Document extract:
_ _ _ _ _ _ _

The authors believe that Korea could be the country where the most tunnelling and underground projects are, or will be, performed in the world. Since over 65% of the Korean peninsula is mountainous terrain, railways, roads, and motorways can not avoid the incorporation of tunnels. Construction of intricate metro lines is currently underway across six major cities, with even more planned for the future to compensate for the ever increasing traffic. Moreover, several large underground oil and gas storage cavern projects are in progress. In metropolitan cities power lines, telecommunication lines and water-supply lines are installed within tunnels. This report will highlight the most challenging problems that have been encountered while designing and constructing tunnels in the Korean peninsula.
Geology
The predominant rock types in Korea are granite, granitic gneiss, and gneiss. In most cases, joints and fissures are abundant, making tunnel engineering all the more difficult. Faults are also frequently encountered. In some parts of the peninsula, sedimentary rocks and their metamorphic derivatives are also found.
As the dimensions of newly planned tunnels become longer and wider, the geology of the proposed site becomes a greater factor, demanding more complete, albeit complicated, site investigation plans. Nowadays, it is not uncommon to perform intensive geophysical surveys (such as seismic surveys, electrical surveys, etc.) besides borehole logging in the design stage of tunnels and underground structures.
Rail tunnels
After about a 30-year lull in construction of new railroads, Korea has become aware of the importance of railways for the mobilisation of material resources. As of such, railways construction projects have been on the increase for three years. The projects include construction of new railways, installation of double tracks for existing single-track railways and the repair of existing railways. In the construction of new railways, the incorporation of tunnels cannot be avoided. At present, an estimated 13 tunnels with a total length of 37km are under construction.

_ _ _ _ _ _ _

Excerpted data:
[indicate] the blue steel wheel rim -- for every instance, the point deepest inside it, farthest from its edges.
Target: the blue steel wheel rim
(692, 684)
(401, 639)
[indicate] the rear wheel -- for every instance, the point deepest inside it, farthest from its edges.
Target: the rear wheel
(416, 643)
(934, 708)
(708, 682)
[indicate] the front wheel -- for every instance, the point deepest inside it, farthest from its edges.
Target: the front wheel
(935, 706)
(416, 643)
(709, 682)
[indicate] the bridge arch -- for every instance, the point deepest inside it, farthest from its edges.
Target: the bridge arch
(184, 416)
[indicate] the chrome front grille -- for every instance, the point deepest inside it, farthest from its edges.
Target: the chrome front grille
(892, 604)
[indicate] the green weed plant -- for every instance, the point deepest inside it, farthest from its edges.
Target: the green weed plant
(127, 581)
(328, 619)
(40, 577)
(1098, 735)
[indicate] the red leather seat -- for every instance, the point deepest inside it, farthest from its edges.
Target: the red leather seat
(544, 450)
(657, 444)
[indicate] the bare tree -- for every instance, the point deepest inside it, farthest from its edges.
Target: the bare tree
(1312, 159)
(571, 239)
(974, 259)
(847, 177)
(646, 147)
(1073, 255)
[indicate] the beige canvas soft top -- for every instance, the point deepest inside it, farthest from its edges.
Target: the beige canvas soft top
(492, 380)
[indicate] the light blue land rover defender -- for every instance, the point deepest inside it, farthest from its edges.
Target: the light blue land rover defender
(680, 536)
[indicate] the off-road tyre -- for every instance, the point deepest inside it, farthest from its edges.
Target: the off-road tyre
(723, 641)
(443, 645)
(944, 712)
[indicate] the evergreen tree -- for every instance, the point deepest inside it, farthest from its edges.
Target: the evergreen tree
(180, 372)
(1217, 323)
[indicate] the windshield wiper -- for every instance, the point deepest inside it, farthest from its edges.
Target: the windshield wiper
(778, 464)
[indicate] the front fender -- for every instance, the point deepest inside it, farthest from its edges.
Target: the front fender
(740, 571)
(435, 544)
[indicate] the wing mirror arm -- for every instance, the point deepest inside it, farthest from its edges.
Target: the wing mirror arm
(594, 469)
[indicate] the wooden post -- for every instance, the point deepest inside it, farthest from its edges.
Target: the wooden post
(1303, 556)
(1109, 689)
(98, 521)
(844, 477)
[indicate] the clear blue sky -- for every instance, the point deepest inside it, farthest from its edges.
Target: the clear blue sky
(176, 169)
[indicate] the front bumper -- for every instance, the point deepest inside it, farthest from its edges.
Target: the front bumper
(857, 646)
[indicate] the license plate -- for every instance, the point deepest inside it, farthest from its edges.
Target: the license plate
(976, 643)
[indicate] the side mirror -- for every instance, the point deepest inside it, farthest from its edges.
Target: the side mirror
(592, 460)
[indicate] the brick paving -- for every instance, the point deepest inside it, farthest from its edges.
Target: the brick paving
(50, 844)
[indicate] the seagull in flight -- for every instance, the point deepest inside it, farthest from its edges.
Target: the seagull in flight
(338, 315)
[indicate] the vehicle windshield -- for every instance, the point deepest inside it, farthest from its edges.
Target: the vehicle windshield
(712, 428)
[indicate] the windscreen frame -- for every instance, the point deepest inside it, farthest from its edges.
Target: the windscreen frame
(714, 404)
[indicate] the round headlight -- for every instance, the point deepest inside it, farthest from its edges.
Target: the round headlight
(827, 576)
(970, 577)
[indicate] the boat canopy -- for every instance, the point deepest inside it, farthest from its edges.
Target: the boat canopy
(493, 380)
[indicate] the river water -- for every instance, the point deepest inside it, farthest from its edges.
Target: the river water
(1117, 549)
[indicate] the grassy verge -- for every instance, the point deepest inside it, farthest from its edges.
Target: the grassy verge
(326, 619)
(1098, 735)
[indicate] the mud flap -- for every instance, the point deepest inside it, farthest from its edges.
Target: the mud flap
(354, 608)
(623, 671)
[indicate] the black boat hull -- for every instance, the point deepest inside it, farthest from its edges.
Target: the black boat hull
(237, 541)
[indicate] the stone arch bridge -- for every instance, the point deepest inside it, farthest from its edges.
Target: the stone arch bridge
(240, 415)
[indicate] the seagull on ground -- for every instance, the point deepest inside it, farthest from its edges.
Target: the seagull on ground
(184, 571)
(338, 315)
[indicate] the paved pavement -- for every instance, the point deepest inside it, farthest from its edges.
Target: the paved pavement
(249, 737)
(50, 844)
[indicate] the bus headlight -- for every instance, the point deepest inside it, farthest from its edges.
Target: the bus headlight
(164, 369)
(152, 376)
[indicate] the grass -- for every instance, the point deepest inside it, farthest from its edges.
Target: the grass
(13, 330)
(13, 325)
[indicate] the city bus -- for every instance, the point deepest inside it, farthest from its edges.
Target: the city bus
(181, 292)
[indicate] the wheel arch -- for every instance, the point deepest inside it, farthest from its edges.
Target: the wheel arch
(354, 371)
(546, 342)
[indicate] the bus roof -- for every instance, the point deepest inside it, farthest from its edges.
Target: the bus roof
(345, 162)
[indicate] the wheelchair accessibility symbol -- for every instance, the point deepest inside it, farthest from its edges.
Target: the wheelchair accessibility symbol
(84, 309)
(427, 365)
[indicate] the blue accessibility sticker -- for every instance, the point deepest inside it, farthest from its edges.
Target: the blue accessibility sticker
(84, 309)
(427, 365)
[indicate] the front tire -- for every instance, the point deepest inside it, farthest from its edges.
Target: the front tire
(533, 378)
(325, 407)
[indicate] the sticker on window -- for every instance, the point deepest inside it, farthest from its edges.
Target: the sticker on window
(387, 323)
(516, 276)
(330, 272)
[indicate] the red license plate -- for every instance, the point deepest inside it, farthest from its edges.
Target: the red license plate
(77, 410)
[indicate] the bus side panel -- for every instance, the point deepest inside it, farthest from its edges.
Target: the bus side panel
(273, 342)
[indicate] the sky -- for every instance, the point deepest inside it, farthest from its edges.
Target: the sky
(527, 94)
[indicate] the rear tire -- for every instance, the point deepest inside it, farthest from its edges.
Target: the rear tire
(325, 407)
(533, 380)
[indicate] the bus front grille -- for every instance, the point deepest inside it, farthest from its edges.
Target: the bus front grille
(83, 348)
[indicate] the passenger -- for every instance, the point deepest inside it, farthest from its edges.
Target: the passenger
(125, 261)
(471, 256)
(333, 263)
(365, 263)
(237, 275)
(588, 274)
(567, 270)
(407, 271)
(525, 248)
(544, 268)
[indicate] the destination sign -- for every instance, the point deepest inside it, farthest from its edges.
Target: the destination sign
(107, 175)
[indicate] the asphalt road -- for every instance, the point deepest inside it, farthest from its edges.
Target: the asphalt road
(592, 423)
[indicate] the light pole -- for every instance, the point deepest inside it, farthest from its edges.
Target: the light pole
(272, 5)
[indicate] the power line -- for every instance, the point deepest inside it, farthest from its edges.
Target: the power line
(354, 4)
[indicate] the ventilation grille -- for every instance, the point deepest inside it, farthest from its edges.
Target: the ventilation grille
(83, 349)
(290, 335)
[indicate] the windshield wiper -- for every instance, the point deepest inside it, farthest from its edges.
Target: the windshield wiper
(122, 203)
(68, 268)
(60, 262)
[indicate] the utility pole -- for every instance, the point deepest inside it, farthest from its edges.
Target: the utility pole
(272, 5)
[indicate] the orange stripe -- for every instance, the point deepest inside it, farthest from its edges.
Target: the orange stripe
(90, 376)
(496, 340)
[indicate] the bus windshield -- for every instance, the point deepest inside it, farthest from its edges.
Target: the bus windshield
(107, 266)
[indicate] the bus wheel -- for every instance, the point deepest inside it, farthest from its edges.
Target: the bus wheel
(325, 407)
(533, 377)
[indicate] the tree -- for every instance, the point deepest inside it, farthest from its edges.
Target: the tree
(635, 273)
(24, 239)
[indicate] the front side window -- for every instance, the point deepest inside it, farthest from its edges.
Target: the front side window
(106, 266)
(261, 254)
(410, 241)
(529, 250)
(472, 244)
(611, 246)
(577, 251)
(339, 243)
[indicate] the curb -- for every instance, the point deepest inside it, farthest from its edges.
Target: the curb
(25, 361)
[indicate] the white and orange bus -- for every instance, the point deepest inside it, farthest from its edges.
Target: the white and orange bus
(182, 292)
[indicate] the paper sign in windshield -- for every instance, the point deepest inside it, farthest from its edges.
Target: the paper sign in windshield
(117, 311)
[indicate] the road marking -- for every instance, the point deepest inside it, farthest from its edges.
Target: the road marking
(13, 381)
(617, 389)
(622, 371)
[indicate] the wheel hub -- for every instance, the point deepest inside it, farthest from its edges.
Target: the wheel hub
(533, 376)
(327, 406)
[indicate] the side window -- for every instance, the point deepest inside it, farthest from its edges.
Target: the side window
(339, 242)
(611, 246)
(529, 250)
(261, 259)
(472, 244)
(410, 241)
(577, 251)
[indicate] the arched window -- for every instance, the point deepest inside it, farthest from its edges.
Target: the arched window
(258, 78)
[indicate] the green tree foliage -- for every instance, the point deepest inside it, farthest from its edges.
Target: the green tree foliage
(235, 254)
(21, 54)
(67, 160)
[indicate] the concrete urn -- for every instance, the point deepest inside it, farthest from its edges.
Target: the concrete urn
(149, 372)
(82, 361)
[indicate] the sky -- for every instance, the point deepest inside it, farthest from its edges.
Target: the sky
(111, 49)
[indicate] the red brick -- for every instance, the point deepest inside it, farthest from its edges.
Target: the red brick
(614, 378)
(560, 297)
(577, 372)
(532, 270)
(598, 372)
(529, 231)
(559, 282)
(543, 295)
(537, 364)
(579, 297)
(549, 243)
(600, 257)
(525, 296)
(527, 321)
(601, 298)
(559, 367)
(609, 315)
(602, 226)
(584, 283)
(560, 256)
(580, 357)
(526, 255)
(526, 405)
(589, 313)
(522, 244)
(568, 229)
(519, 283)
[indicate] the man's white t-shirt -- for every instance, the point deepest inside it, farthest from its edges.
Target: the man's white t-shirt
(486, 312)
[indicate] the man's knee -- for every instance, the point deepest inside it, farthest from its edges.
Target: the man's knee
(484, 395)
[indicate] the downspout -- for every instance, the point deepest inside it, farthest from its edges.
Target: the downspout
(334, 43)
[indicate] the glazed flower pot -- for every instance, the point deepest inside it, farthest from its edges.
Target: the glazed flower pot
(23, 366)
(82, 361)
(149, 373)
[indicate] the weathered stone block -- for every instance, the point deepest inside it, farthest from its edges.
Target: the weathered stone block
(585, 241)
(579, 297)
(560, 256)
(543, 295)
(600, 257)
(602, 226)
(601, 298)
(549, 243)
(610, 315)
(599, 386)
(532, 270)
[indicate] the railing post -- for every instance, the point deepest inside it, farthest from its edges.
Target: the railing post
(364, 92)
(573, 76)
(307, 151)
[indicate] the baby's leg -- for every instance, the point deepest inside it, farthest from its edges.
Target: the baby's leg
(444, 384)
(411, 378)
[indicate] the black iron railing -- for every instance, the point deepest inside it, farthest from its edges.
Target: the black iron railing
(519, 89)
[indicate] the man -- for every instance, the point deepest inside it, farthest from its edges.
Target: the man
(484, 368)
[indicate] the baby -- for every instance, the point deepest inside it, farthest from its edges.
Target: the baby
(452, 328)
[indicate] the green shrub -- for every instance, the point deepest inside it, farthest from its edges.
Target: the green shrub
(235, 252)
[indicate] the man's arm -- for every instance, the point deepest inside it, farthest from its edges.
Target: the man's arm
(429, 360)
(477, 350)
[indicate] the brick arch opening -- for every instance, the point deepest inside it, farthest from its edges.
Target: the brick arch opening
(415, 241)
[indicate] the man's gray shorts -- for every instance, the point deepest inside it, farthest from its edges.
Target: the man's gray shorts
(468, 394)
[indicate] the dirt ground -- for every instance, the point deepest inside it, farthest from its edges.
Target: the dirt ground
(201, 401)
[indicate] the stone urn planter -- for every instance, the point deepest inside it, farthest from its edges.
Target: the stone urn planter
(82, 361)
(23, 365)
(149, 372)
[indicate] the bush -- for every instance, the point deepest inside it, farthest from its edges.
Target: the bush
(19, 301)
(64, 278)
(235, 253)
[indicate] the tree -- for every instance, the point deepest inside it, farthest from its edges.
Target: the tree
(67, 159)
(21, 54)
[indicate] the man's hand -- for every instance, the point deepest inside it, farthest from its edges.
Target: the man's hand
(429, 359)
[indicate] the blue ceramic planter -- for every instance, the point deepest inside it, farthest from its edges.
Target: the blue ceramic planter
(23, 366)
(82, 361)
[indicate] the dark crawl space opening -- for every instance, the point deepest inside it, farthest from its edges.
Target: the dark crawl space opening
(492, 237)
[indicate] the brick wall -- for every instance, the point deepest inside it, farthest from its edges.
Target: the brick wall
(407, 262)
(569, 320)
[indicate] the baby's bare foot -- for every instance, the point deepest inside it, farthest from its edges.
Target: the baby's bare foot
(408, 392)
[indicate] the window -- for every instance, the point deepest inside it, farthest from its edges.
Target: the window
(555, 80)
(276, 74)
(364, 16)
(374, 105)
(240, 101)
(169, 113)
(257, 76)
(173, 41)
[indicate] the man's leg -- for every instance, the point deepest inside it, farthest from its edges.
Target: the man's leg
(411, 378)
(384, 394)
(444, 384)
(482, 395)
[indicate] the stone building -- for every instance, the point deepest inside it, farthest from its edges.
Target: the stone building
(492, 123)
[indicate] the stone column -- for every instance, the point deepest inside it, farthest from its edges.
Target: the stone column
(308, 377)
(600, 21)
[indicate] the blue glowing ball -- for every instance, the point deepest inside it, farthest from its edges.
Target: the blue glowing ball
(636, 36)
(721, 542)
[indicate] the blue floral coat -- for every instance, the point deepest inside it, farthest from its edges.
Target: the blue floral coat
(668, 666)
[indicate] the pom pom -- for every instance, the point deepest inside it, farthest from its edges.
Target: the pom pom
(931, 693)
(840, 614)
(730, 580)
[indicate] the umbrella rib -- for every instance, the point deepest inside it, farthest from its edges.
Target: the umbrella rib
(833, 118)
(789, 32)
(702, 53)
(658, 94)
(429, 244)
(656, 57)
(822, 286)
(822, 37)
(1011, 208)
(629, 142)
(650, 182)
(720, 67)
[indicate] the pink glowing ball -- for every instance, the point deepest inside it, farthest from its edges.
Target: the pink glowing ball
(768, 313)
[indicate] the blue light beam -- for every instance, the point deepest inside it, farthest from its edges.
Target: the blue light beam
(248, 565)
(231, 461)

_ _ _ _ _ _ _

Stated problem: Continue the text on tunnelling in Korea, starting after its last sentence. The listing comes from a different source than the text on tunnelling in Korea.

Output of the task:
Among these tunnel projects, the most interesting project is the ‘Yongdong-son tunnel’, which has a tunnel length of 16.3km and will be the longest tunnel in Korea. The design has been completed and construction has just begun. The geology at this site is very complex; the tunnel must run through a fractured zone consisting of limestone, large faults and abandoned mines in the immediate vicinity.
The first high-speed railroad in the Korean peninsula is under construction starting from the Seoul metropolitan area to Pusan. The total length of the longest of the 60 tunnels is 9.98km, named the ‘Sangchon Tunnel’, which is also the longest high-speed railway tunnel in Korea, is located between Taejon and Taegu. This tunnel was constructed by NATM using the long bench cut method. The authors believe that during this large project, some new tunnelling technologies were adopted. First of all, for accurate surveying, the global positioining system (GPS) has been utilised. To assess the ground conditions ahead of the tunnel face, a horizontal pre-boring technique of up to 20m bore length was carried out. Robotics was employed for shotcreting. Tunnellers at this site employed all possible means to minimise the cycle time for tunnel excavation.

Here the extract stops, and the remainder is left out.